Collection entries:

**********

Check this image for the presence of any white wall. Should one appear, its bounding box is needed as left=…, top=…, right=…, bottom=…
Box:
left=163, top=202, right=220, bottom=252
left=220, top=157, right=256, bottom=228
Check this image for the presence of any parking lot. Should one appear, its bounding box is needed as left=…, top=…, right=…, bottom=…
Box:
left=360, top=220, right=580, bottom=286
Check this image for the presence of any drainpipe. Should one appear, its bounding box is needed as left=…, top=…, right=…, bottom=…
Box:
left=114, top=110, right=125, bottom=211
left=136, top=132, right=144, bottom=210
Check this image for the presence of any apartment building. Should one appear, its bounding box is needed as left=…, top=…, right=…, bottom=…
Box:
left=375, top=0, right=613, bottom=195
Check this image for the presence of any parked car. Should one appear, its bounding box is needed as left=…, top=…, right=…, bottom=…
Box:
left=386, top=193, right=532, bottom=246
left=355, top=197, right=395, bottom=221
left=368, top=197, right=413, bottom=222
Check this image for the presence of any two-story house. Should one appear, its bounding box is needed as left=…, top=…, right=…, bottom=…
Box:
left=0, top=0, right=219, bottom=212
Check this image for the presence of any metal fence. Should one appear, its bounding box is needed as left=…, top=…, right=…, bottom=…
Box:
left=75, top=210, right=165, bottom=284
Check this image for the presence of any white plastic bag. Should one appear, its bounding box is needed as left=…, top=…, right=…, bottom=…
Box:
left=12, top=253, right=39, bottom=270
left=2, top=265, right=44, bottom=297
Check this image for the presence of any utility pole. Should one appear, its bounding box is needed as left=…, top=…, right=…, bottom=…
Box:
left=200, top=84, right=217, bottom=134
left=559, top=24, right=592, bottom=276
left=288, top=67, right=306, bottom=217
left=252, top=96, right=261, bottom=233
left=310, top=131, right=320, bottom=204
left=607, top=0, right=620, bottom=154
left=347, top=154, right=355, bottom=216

**********

Arrange the lines of the records above as a JSON list of strings, with one string for each line and no blank lines.

§ Solution for this problem
[
  "Check this image for the presence of any white wall. Should one appear, its bounding box is needed as left=…, top=…, right=…, bottom=…",
  "Box:",
  "left=163, top=202, right=220, bottom=252",
  "left=220, top=157, right=256, bottom=228",
  "Check this image for the presence of any parking lot. Should one appear, its bounding box is needed as left=…, top=…, right=…, bottom=…",
  "Box:",
  "left=360, top=220, right=580, bottom=286",
  "Check this image for the presence of any drainpipe. Should one appear, its bounding box is needed as left=…, top=…, right=…, bottom=…",
  "Box:",
  "left=114, top=110, right=125, bottom=211",
  "left=136, top=132, right=144, bottom=210",
  "Check this image for the presence of any apartment building. Should one appear, its bounding box is needed as left=…, top=…, right=…, bottom=…",
  "Box:",
  "left=375, top=0, right=613, bottom=195",
  "Check this image for the presence of any parked car. Should one appear, its bounding box is needed as left=…, top=…, right=…, bottom=…",
  "Box:",
  "left=386, top=193, right=532, bottom=246",
  "left=355, top=197, right=395, bottom=221",
  "left=368, top=197, right=413, bottom=222",
  "Check this image for the presence of any two-story house. Should one appear, its bounding box is needed as left=…, top=…, right=…, bottom=…",
  "Box:",
  "left=0, top=0, right=219, bottom=212",
  "Check this image for the presence of any metal fence. Should one appear, its bounding box is needed as left=…, top=…, right=…, bottom=…",
  "Box:",
  "left=75, top=210, right=165, bottom=284",
  "Check this image for the presence of any white plastic bag. Should one appear, its bounding box is needed as left=…, top=…, right=…, bottom=…",
  "Box:",
  "left=12, top=253, right=39, bottom=270",
  "left=2, top=265, right=44, bottom=297",
  "Check this image for the presence of any utility pole. Should one appear, its bounding box is needed as left=…, top=…, right=…, bottom=…",
  "Box:",
  "left=200, top=84, right=217, bottom=134",
  "left=559, top=24, right=592, bottom=276",
  "left=288, top=67, right=306, bottom=217",
  "left=252, top=96, right=261, bottom=233",
  "left=310, top=131, right=320, bottom=204",
  "left=607, top=0, right=620, bottom=154",
  "left=347, top=154, right=355, bottom=216"
]